Trecho do texto.
━━━━━━━━━━━━━━━━━━━━
Janio de Freitas ensina que um jornal tem todo o direito de tomar partido, o que ele não pode é se fingir de neutro.
Alguns veículos de comunicação no Brasil seguem à risca o postulado e têm publicado a sua versão do real, alinhando-se claramente a favor ou contra os que estão no comando. Já a Folha, como observa João Sayad, preferiu agir como fórum. É uma escolha acertada, a de promover a circulação de ideias, livre de partidarismo.
A liberdade de expressão tem sofrido reveses na América Latina. Seja por ações diretas do governo, ou através de mecanismos econômicos, alguns jornais enfrentam dificuldades nos países vizinhos.
A falta de uma oposição consistente, isenta da corrupção que corrói o sistema eleitoral e com representatividade no Congresso, levou a imprensa a assumir o posto. Não à toa, ela tem sido tratada como a inimiga número um do Planalto.
Na Folha, tenho encontrado opiniões divergentes, vindas de decanos, filósofos, matemáticos, artistas e jornalistas. Rogério Cezar de Cerqueira Leite choca, ao comparar a eloquência de Marina aos dons espantosos de um “idiot savant”, mas é rebatido por Marcelo Coelho, para quem a crença religiosa da candidata preocupa menos do que a sua falta de base para governar.
No primeiro caderno encontram-se articulistas do calibre de Elio Gaspari, Janio de Freitas e Clóvis Rossi, dotados de humor e gramática refinada, capazes de formar ilações que vão além do senso comum.
Gregorio Duvivier é tachado de esquerda caviar, termo eternizado por Rodrigo Constantino, e responde que muda de opinião conforme o psicotrópico. Luiz Felipe Pondé e Ferreira Gullar, Carlos Heitor Cony e Michel Laub, uns mais à esquerda, outros mais à direita, ou à direita da esquerda, ou à esquerda da esquerda, revezam-se democraticamente, sem que o jornal imponha uma direção ao leitor.
━━━━━━━━━━━━━━━━━━━━
Registros de dados coletados:

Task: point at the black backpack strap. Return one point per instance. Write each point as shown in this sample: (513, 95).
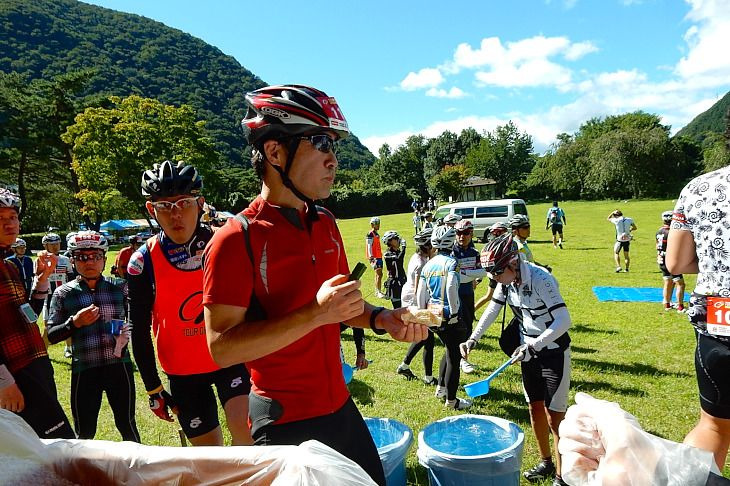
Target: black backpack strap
(243, 220)
(255, 311)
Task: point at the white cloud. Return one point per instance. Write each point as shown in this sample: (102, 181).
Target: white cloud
(579, 49)
(453, 93)
(706, 38)
(425, 78)
(536, 72)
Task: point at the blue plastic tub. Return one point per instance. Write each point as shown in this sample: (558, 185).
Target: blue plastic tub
(471, 450)
(393, 439)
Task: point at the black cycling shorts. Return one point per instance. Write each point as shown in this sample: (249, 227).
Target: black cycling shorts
(712, 360)
(619, 245)
(546, 378)
(193, 394)
(343, 430)
(665, 272)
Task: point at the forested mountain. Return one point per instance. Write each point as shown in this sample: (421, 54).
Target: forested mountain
(709, 122)
(130, 54)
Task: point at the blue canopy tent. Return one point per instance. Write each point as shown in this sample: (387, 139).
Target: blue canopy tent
(119, 225)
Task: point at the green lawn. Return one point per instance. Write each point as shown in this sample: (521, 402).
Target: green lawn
(632, 353)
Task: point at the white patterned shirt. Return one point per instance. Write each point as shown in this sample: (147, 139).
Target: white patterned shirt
(703, 208)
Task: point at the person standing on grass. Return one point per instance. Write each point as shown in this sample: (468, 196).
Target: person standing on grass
(276, 282)
(394, 254)
(23, 262)
(699, 240)
(439, 287)
(496, 230)
(624, 227)
(670, 281)
(374, 254)
(27, 387)
(544, 350)
(83, 309)
(165, 278)
(469, 269)
(63, 273)
(424, 251)
(428, 224)
(417, 221)
(520, 226)
(556, 220)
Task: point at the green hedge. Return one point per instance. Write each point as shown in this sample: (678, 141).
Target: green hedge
(33, 240)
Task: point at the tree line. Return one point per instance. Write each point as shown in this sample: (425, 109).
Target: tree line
(77, 157)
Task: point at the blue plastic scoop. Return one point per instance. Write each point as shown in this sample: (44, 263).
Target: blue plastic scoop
(481, 387)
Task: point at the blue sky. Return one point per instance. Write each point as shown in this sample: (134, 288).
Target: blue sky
(404, 68)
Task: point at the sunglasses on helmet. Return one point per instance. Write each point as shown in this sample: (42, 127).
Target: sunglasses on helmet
(167, 206)
(88, 257)
(322, 142)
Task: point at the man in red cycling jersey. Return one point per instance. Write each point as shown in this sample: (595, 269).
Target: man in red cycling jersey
(276, 291)
(165, 296)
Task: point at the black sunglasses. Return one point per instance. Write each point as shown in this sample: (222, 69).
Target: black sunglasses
(322, 142)
(88, 257)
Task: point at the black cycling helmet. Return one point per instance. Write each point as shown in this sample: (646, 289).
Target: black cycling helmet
(171, 179)
(499, 253)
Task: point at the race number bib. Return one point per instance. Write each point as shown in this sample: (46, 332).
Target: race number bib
(718, 316)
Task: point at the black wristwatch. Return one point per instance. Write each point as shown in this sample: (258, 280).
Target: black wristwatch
(373, 315)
━━━━━━━━━━━━━━━━━━━━
Tarefa proposta. Transcreva, do texto sobre a imprensa e a Folha, o trecho que começa nas palavras "A liberdade de" e termina logo após "um do Planalto.".

Resposta da tarefa.
A liberdade de expressão tem sofrido reveses na América Latina. Seja por ações diretas do governo, ou através de mecanismos econômicos, alguns jornais enfrentam dificuldades nos países vizinhos.
A falta de uma oposição consistente, isenta da corrupção que corrói o sistema eleitoral e com representatividade no Congresso, levou a imprensa a assumir o posto. Não à toa, ela tem sido tratada como a inimiga número um do Planalto.